#### Document segment:
———

Astonishingly, 17 years after the end of apartheid, millions of South African Blacks are deprived of the same home ownership rights as Whites, says my friend Leon Louw, director of the country’s Free Market Foundation.

They are the owners who received houses distributed to them under a government programme called RDP – about three million of them — which are subject to “racially discriminatory and pre-emptive conditions,” one of the commonest being an eight-year prohibition on selling or letting.

If an owner loses his job, he cannot move to another area to take a job there.

Experts and land audits suggest that between a half and three-quarters of all RDP and other houses in Black areas are not occupied by their registered owners.

Owners who can get jobs elsewhere are faced with an “intolerable choice… remain unemployed or abandon their most valuable asset.”

If they choose to abandon an RDP house, “it is reallocated to the next person on the waiting list (or, as some believe, the next person to pay a suitable bribe), and they never get another, regardless of how compelling their reason might be for leaving.”

They “have to choose between being housed or employed. If they choose to remain unemployed, they will probably lose their house anyway because they won’t be able to afford to maintain it or pay property taxes.”

Leon says “most Blacks ignore their lawful option and sell or let their RDP or other township house ‘informally.’  Since the law prevents them from having secure or tradeable title, they are forced to sell or let at massively discounted ‘black market’ prices.

———

#### Work to do:
Can you set down, word for word, the part of the passage on RDP housing starting with "They are the" and going on through "their registered owners."? Rely on nothing but the passage on RDP housing.

#### Given data:
———

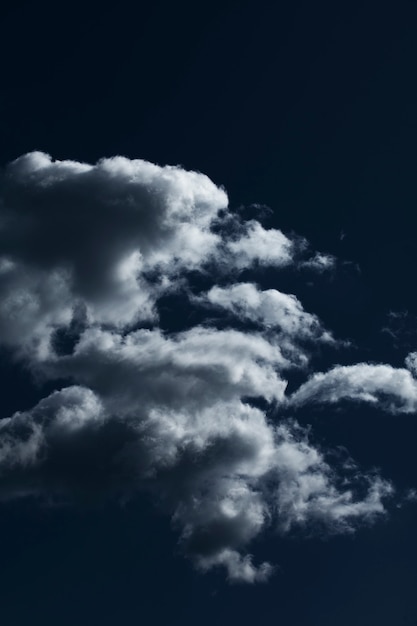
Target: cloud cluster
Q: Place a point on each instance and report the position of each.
(384, 386)
(197, 418)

———

#### Task solution:
They are the owners who received houses distributed to them under a government programme called RDP – about three million of them — which are subject to “racially discriminatory and pre-emptive conditions,” one of the commonest being an eight-year prohibition on selling or letting.

If an owner loses his job, he cannot move to another area to take a job there.

Experts and land audits suggest that between a half and three-quarters of all RDP and other houses in Black areas are not occupied by their registered owners.